---- DATASET RECORDS

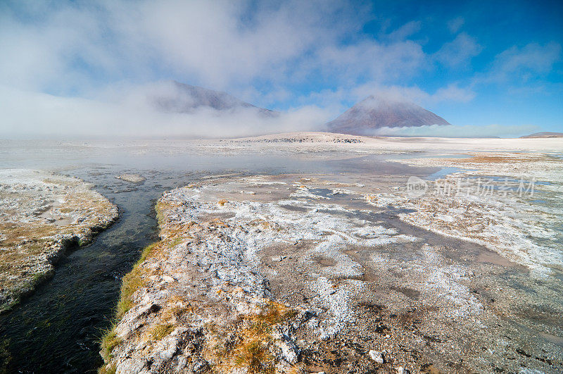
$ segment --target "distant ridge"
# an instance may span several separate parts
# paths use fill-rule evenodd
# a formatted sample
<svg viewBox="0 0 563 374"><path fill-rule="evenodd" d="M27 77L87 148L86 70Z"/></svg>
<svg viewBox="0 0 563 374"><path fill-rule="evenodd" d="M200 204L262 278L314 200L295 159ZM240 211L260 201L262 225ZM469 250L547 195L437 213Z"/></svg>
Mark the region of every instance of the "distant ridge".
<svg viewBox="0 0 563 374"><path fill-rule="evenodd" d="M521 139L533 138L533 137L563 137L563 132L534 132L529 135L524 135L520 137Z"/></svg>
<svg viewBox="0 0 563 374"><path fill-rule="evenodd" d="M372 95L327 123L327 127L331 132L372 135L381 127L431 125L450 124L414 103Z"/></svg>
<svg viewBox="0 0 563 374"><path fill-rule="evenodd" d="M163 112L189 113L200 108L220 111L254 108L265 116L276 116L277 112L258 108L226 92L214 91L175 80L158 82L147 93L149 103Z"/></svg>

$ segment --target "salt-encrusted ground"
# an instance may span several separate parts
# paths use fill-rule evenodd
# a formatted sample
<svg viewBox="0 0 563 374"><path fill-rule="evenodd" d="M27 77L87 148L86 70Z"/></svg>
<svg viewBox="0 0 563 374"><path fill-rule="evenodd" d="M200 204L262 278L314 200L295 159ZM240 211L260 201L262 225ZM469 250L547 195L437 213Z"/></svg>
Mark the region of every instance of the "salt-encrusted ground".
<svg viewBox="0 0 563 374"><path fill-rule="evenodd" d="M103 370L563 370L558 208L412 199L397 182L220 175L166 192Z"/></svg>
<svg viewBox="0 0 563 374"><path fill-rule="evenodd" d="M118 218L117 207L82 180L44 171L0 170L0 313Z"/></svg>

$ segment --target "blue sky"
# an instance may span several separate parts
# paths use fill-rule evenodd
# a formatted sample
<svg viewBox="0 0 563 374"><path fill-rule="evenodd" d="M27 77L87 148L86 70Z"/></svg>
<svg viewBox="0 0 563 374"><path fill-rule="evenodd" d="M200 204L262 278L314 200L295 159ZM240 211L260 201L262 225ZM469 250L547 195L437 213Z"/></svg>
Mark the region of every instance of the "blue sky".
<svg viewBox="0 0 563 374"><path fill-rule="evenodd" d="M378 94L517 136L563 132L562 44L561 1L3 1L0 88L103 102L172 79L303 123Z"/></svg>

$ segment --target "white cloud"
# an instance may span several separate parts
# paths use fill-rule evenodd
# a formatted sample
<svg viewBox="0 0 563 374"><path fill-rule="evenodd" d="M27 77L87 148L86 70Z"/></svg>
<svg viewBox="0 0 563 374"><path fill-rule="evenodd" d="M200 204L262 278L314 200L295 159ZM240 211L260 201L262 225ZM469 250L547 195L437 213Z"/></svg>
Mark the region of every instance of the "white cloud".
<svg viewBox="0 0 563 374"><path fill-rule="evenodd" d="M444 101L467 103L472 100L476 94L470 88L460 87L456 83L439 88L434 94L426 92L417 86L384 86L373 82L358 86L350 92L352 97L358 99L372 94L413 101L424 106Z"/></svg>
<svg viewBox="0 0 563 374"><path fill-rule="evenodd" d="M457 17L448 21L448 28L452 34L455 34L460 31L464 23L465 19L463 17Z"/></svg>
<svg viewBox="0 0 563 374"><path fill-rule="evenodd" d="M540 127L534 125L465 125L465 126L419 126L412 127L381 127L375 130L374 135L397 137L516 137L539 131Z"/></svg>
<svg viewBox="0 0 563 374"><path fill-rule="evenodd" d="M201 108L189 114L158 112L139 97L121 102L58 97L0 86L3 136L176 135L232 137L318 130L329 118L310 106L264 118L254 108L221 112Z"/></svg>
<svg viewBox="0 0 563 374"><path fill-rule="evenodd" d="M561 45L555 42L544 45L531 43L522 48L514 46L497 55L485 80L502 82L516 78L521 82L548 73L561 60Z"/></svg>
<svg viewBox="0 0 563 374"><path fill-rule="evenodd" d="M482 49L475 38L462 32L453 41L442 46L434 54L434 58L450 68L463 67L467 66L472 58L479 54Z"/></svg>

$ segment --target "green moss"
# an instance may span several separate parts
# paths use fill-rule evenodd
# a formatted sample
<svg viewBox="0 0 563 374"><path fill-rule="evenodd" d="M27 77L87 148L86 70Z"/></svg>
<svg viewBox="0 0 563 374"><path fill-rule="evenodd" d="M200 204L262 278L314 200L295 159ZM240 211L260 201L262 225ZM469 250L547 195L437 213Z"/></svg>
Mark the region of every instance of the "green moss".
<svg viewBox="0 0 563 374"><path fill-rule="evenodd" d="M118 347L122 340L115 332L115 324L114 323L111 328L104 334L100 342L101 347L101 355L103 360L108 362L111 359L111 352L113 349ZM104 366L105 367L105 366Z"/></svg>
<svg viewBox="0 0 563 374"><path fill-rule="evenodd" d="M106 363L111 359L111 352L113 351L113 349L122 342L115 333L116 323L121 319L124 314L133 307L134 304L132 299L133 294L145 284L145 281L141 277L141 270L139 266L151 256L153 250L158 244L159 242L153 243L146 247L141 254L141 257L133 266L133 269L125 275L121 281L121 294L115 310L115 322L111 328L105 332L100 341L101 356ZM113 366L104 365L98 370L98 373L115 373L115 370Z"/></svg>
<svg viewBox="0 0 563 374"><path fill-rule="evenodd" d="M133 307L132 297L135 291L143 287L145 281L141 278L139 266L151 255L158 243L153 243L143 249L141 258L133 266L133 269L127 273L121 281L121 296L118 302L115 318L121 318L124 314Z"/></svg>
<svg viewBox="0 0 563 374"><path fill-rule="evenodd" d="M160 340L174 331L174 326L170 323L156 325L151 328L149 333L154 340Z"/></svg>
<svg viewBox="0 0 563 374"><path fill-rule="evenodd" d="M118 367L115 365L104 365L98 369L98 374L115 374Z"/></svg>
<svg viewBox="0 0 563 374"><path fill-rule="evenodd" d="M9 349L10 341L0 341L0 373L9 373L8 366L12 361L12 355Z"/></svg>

--------
---- DATASET RECORDS

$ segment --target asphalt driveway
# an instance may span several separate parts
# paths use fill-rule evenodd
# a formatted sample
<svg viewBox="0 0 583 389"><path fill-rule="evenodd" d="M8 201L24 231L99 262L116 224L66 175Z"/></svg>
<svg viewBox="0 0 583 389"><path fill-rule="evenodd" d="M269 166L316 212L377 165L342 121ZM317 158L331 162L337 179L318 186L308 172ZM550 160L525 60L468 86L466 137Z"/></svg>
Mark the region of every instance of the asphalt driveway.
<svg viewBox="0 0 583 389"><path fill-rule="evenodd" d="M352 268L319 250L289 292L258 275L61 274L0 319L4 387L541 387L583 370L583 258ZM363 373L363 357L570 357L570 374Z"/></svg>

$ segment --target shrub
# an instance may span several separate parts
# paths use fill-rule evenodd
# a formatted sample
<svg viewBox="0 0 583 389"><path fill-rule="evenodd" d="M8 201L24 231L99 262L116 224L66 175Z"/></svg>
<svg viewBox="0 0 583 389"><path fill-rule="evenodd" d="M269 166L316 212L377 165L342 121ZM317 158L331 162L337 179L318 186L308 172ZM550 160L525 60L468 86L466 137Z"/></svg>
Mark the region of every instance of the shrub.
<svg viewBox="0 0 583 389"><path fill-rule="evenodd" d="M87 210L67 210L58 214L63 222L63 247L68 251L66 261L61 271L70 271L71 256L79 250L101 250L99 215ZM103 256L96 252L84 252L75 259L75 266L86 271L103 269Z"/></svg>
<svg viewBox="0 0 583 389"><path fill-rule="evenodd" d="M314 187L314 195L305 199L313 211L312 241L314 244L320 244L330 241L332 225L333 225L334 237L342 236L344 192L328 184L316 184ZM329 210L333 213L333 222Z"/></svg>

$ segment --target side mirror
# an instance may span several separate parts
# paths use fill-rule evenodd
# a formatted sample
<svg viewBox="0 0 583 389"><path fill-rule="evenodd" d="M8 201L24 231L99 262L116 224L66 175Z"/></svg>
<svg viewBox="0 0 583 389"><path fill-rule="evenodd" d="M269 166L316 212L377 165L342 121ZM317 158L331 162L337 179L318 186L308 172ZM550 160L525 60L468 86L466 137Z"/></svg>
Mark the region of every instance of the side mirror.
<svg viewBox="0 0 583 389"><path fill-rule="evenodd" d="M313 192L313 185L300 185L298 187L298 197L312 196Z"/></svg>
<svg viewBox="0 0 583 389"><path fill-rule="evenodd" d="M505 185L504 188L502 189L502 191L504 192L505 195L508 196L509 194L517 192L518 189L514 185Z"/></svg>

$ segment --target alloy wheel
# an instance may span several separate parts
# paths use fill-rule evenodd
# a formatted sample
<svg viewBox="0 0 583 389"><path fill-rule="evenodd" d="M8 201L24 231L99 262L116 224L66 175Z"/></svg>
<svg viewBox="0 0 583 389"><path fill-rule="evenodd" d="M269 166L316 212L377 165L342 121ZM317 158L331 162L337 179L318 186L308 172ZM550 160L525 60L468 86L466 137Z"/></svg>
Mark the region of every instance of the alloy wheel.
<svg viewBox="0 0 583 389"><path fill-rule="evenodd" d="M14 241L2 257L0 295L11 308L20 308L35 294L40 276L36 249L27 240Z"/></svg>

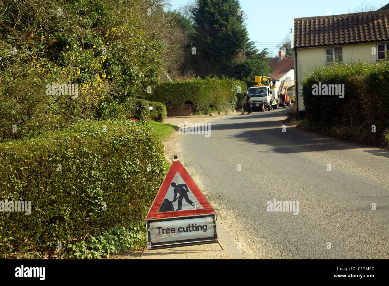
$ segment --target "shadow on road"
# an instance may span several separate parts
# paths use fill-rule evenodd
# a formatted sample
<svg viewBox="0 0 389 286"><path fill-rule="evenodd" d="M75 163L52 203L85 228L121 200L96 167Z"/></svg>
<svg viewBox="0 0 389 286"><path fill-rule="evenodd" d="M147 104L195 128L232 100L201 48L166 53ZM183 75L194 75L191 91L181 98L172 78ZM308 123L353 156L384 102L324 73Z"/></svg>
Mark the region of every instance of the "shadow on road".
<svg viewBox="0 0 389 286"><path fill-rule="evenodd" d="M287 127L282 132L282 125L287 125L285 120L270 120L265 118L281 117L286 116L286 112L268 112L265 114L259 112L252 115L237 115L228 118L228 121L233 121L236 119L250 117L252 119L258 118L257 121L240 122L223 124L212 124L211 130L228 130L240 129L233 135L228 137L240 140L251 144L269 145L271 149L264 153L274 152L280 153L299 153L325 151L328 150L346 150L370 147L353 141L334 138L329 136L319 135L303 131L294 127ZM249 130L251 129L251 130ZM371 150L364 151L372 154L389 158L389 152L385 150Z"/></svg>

--------

EXERCISE INSTRUCTIONS:
Copy the lines above starting with the one containing "--target asphalt driveway" and going on through the one containing "Mark the region of every instance of the asphalt", swapping "driveway" for "parking lot" and keeping everything else unchanged.

COMPLETED EXERCISE:
$ segment --target asphalt parking lot
# an instance may span several separate parts
# paths use fill-rule evenodd
# a formatted sample
<svg viewBox="0 0 583 389"><path fill-rule="evenodd" d="M8 201L24 231L99 262L116 224L66 175Z"/></svg>
<svg viewBox="0 0 583 389"><path fill-rule="evenodd" d="M269 166L316 212L377 165L342 121ZM317 158L331 162L337 179L318 186L308 172ZM550 160L525 60L468 86L466 137Z"/></svg>
Mark the region of every instance of the asphalt parking lot.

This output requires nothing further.